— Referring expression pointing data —
- - - - -

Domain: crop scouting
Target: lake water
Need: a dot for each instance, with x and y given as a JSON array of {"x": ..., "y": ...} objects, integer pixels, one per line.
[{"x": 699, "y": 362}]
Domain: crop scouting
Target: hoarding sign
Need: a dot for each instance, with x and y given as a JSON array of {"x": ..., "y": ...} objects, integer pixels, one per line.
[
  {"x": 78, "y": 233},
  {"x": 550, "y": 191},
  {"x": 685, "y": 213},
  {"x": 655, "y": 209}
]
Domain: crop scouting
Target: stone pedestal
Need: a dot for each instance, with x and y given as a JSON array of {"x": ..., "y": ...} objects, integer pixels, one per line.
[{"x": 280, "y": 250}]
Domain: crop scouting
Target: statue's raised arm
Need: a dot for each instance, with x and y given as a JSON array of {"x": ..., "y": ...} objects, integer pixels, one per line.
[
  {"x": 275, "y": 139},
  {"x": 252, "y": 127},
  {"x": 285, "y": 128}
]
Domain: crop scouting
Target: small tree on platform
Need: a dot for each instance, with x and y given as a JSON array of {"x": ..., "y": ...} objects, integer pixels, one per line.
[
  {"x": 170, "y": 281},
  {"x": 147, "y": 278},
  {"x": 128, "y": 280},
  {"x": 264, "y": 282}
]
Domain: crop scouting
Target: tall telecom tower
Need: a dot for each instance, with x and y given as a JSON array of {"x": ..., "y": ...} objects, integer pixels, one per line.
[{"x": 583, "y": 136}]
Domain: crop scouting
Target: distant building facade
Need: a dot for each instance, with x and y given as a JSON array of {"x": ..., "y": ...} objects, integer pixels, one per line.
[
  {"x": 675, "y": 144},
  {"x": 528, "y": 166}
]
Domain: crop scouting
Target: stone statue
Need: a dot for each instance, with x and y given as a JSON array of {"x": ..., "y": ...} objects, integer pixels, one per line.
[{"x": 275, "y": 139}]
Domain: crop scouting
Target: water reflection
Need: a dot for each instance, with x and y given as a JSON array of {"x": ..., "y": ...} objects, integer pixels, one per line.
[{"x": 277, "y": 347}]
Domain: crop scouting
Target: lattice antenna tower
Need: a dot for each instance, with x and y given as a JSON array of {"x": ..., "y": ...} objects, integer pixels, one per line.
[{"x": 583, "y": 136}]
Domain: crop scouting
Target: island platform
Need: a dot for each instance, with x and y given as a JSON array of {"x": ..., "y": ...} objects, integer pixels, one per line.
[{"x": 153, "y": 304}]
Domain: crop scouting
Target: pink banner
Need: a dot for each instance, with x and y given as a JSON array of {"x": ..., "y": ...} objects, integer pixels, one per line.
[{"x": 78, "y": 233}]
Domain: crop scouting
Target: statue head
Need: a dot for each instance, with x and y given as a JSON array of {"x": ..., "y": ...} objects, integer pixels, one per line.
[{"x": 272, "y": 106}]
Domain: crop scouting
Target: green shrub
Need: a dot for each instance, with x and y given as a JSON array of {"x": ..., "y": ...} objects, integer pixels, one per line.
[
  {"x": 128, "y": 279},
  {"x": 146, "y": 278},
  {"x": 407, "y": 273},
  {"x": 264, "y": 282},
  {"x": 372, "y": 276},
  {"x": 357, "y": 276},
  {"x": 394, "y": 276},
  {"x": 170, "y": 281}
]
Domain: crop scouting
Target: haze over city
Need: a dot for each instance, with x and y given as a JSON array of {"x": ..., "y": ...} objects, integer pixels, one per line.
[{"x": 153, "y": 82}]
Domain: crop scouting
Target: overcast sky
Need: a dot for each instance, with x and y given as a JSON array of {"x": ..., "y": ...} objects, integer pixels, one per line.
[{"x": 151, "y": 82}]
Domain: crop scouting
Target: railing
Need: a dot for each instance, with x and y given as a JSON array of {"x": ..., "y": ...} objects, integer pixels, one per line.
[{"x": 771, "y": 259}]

- - - - -

— Exercise brief —
With every line kept whole, write out the records again exactly.

— Exercise answer —
Domain: crop scouting
Target: lake water
Need: a dot for each instance, with x and y given as a JSON array of {"x": ..., "y": ...} objects, integer pixels, one per line.
[{"x": 699, "y": 362}]
Domain: crop scouting
Target: hoarding sign
Need: a dot for each instance, with x and y given as a JSON array of {"x": ..., "y": ...} objects, integer pixels, one per line.
[
  {"x": 78, "y": 233},
  {"x": 550, "y": 191},
  {"x": 685, "y": 213},
  {"x": 655, "y": 209}
]
Domain: crop scouting
Target: stone pedestal
Need: a dot for each instance, with x and y given as a JSON array of {"x": ..., "y": ...} objects, integer pixels, one per line.
[{"x": 280, "y": 250}]
Domain: crop scouting
Target: statue's raised arm
Need: a dot for each instance, with x and y given as a JSON array of {"x": ..., "y": ...} objects, integer pixels, one per line.
[
  {"x": 275, "y": 139},
  {"x": 252, "y": 127},
  {"x": 285, "y": 128}
]
Domain: crop scouting
Target: small tree on platform
Need: a dot for each instance, with x and y given as a JSON array of {"x": ..., "y": ...} objects, integer pixels, one per line.
[
  {"x": 170, "y": 281},
  {"x": 147, "y": 278},
  {"x": 128, "y": 280},
  {"x": 264, "y": 282}
]
Domain: crop scouting
Target: tall telecom tower
Need: a dot for each instance, with x and y given as a JSON array of {"x": ..., "y": ...} objects, integer pixels, one per line.
[{"x": 583, "y": 136}]
Domain: crop scouting
Target: distant building facade
Need: a dot for each instance, with x and y given as a JSON array of {"x": ..., "y": ...} objects, integer pixels, one per line.
[
  {"x": 675, "y": 144},
  {"x": 528, "y": 166}
]
Domain: crop scouting
Target: stone statue
Need: a dot for each instance, with x and y given as a JSON array of {"x": ..., "y": ...} objects, integer pixels, one per line.
[{"x": 275, "y": 139}]
Domain: crop scouting
Target: water reflection
Need: a dot for each instance, with x and y given as a JSON array of {"x": ..., "y": ...} objects, integer pixels, one per line.
[{"x": 277, "y": 347}]
Domain: crop scouting
Target: lattice antenna tower
Need: a dot for each instance, with x and y given as a JSON array of {"x": ..., "y": ...} objects, integer pixels, one per line.
[{"x": 583, "y": 136}]
Domain: crop scouting
Target: island platform
Need: a dot for each instance, with x and y given as a JSON array of {"x": ..., "y": ...} objects, integer pixels, one per line.
[{"x": 153, "y": 304}]
Domain: crop scouting
Target: pink banner
Need: a dot for each instance, with x and y given as a JSON array of {"x": ..., "y": ...} objects, integer pixels, one per line.
[{"x": 78, "y": 233}]
Domain: crop scouting
Target: statue head
Need: a dot for each instance, with x and y given as a JSON array of {"x": ..., "y": ...} objects, integer pixels, one per line.
[{"x": 272, "y": 106}]
Domain: crop scouting
Target: green shrub
Need: a dot for each instance, with x and y given as a JSON array of {"x": ..., "y": ...} objects, integer pixels, one per line.
[
  {"x": 128, "y": 279},
  {"x": 146, "y": 278},
  {"x": 407, "y": 273},
  {"x": 264, "y": 282},
  {"x": 372, "y": 276},
  {"x": 357, "y": 276},
  {"x": 394, "y": 276},
  {"x": 170, "y": 281}
]
Domain: crop scouting
Target: haze over city
Need: a dot for each instance, with x and y given as a JSON array of {"x": ..., "y": ...} objects, integer pixels, one per line.
[{"x": 153, "y": 82}]
Domain: crop scouting
Target: overcast sky
Need: a dot for each instance, with x and y given as a JSON array of {"x": ..., "y": ...} objects, integer pixels, one per line.
[{"x": 151, "y": 82}]
Domain: crop scouting
Target: railing
Need: a dot for each instance, with x and y given as a JSON array of {"x": ..., "y": ...} objects, integer pixels, one per line.
[{"x": 771, "y": 259}]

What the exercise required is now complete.